Korte opdracht A: Neem alle vermeldingen die verderop na de tekst over de landsknechtdolk staan letterlijk over, regel voor regel.

Gekozen fragment:
----
Landsknechtdolk met schede, midden 16de eeuw
dolk
Te zien in het museum:M.15.00.23Q.03
Met ijzeren gevest met een afhangende stootplaat bestaande uit drie gepunte lobben, langs de randen gegraveerd met zigzag lijnen die op de middelste lob over elkaar heen vallen. Boven de gladde greepring een naar boven toe taps uitlopende greep van hout met licht spiraal- gewonden ribben en groeven; in de laatste zijn een stel kepervormig-getorste ijzerdraden gewikkeld. De greep is met leer bekleed en platovaal van doorsnede. Boven op de greep een kalot met een bolle bovenkant en ovaal in bovenaanzicht. In het midden van de bolle bovenkant een angelknop met geklonken klingangel. Rondom de kalot loopt een uítstekende rib, gegraveerd met schuin lopende groeven, in tegengestelde richting lopend vanuit het midden dat gemarkeerd is door twee verticale groeven. Onder de rib een getande onderrand.Tweesnijdende ijzeren kling met lange schouder en een punt die van profiel spits-ogiefvormig is en van doorsnede ruitvormige doorsnede. Twee centrale geulen lopend over de schouder en vrijwel gehele lengte van de kling, die bij de punt ruitvormig van doorsnede is.
----
Korte opdracht B: Schrijf de volledige tekst over de landsknechtdolk hierboven woordelijk uit.

Verstrekte gegevens:
----
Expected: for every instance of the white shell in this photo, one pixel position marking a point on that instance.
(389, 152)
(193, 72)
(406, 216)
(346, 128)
----
Antwoord opdracht A:
Expected: for every instance of the white shell in this photo, one pixel position marking a point on that instance.
(389, 152)
(193, 72)
(406, 216)
(346, 128)

Antwoord opdracht B:
Landsknechtdolk met schede, midden 16de eeuw
dolk
Te zien in het museum:M.15.00.23Q.03
Met ijzeren gevest met een afhangende stootplaat bestaande uit drie gepunte lobben, langs de randen gegraveerd met zigzag lijnen die op de middelste lob over elkaar heen vallen. Boven de gladde greepring een naar boven toe taps uitlopende greep van hout met licht spiraal- gewonden ribben en groeven; in de laatste zijn een stel kepervormig-getorste ijzerdraden gewikkeld. De greep is met leer bekleed en platovaal van doorsnede. Boven op de greep een kalot met een bolle bovenkant en ovaal in bovenaanzicht. In het midden van de bolle bovenkant een angelknop met geklonken klingangel. Rondom de kalot loopt een uítstekende rib, gegraveerd met schuin lopende groeven, in tegengestelde richting lopend vanuit het midden dat gemarkeerd is door twee verticale groeven. Onder de rib een getande onderrand.Tweesnijdende ijzeren kling met lange schouder en een punt die van profiel spits-ogiefvormig is en van doorsnede ruitvormige doorsnede. Twee centrale geulen lopend over de schouder en vrijwel gehele lengte van de kling, die bij de punt ruitvormig van doorsnede is.